### Entries supplied
****************************************

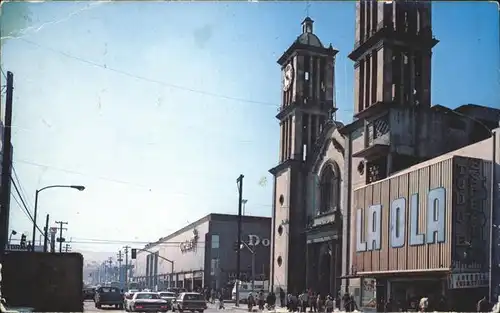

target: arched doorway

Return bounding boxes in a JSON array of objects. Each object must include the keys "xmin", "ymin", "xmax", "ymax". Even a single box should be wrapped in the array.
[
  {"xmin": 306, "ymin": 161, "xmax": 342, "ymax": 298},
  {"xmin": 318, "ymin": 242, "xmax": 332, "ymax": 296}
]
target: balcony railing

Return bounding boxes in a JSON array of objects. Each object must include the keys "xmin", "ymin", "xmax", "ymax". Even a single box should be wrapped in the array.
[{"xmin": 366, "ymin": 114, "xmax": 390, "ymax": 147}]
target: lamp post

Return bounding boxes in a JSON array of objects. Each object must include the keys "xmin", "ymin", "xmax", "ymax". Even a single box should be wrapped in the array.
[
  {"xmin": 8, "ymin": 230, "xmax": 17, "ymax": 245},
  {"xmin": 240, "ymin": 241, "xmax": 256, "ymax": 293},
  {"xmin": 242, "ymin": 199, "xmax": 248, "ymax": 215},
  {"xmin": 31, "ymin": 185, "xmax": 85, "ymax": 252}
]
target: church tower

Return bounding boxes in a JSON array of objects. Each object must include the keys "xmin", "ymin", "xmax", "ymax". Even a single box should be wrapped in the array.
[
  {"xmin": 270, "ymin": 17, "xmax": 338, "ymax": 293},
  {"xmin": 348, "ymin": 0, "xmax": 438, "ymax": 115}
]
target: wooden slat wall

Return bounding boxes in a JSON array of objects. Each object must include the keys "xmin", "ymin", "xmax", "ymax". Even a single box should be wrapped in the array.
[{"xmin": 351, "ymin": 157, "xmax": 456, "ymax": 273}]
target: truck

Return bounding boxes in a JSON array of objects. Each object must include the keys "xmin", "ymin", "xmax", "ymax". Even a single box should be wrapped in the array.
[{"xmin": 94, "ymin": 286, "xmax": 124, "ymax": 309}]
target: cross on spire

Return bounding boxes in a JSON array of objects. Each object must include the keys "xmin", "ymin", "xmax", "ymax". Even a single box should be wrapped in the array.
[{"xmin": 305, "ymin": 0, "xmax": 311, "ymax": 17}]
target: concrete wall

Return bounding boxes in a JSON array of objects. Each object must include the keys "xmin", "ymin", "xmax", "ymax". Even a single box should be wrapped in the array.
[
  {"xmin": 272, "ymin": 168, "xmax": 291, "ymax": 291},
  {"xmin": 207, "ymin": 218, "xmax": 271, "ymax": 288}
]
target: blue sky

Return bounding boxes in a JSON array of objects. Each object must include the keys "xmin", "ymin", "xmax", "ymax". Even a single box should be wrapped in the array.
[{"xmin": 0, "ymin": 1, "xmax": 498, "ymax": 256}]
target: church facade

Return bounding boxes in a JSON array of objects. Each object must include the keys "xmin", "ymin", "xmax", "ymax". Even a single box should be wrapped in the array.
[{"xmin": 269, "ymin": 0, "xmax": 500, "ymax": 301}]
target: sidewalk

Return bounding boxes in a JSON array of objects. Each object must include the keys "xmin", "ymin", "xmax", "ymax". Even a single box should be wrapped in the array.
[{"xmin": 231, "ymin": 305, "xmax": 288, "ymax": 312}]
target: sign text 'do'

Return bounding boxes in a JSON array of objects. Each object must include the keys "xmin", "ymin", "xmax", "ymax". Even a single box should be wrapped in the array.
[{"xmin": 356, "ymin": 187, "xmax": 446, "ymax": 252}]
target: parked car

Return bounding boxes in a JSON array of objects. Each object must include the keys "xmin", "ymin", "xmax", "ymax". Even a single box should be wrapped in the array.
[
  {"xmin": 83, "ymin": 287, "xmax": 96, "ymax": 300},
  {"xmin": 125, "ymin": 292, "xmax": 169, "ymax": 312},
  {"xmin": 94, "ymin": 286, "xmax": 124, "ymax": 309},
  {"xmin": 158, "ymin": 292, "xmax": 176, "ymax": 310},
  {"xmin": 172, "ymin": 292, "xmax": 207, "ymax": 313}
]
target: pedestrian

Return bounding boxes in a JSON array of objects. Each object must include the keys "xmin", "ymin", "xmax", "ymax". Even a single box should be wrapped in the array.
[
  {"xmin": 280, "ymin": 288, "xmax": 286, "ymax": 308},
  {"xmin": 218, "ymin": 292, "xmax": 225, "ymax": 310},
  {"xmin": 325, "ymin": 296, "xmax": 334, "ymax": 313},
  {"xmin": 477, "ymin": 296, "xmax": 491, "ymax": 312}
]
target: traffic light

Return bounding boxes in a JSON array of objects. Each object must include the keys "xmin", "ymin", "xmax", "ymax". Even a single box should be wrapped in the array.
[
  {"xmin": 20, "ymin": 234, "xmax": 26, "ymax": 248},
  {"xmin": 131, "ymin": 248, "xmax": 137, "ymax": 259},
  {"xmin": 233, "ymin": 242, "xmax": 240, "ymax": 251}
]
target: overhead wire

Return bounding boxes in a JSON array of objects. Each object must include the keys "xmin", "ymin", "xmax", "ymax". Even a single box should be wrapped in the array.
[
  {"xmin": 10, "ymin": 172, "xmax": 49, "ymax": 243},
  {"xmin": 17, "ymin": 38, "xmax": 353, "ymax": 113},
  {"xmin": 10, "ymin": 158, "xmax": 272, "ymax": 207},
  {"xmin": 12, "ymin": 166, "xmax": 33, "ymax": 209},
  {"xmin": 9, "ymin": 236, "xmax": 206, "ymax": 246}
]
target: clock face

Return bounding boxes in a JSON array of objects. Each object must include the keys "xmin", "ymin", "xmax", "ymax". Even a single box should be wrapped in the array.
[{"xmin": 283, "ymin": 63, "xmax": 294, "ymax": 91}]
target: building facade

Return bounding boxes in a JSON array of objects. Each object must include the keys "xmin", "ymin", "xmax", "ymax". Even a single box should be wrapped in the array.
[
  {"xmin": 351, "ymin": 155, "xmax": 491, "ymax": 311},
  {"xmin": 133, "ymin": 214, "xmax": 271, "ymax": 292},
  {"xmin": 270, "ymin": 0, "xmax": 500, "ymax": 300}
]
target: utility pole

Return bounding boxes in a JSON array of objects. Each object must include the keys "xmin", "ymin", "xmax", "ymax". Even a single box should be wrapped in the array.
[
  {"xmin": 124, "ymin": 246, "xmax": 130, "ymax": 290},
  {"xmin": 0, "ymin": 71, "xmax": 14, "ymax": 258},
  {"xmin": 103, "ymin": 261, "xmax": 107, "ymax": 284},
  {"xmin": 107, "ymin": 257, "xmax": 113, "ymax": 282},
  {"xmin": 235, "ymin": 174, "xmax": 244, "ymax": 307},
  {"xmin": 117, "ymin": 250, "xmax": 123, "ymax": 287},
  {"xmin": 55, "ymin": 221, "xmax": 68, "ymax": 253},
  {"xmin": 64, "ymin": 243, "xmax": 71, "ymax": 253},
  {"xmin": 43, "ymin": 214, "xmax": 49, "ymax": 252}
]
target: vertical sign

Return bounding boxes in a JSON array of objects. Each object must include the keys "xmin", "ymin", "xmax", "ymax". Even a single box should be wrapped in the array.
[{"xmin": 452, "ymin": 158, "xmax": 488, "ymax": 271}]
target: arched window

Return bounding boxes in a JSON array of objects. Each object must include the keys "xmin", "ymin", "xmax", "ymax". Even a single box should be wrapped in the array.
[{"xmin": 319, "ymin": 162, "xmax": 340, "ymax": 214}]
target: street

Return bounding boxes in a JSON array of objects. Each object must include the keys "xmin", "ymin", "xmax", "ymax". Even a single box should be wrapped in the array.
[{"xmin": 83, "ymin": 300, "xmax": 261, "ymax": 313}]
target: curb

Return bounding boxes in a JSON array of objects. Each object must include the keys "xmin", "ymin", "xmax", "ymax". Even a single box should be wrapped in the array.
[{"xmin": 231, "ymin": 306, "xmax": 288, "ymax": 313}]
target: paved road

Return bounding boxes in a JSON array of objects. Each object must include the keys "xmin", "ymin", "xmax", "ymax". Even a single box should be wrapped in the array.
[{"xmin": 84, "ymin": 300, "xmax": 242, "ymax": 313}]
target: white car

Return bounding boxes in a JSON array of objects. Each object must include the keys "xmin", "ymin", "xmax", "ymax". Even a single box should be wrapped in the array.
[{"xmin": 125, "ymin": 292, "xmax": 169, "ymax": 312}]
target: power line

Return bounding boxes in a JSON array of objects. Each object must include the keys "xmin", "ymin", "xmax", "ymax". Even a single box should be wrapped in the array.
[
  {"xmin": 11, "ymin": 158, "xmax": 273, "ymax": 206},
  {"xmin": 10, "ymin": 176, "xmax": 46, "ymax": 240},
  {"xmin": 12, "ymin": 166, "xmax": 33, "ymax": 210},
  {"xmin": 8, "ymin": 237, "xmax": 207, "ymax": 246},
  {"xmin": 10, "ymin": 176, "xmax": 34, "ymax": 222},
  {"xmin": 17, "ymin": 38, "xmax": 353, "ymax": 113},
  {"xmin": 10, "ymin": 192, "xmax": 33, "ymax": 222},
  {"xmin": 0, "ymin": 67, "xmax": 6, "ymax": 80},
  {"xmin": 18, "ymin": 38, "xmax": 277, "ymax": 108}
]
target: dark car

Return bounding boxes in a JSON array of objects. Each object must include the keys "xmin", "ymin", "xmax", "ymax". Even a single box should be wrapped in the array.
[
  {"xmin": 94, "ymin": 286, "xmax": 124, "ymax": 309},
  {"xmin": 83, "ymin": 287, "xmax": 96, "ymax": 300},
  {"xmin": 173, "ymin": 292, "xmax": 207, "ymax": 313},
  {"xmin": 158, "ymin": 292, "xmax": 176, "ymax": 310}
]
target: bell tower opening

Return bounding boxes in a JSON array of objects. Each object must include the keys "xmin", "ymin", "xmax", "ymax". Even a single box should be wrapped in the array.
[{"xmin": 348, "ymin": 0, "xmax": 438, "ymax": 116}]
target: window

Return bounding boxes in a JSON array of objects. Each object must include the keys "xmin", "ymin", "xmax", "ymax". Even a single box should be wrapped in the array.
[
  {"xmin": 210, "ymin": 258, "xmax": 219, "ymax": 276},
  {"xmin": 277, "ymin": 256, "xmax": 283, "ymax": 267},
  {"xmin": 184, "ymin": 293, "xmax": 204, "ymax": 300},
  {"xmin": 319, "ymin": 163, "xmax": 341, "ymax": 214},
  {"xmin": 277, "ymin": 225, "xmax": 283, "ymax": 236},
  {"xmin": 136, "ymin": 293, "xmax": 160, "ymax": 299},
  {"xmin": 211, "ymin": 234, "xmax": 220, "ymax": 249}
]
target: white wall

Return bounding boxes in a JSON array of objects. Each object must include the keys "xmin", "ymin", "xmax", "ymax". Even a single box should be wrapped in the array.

****************************************

### Task goal
Copy each line of the records containing the string "facade".

### Result
target: church facade
target: building facade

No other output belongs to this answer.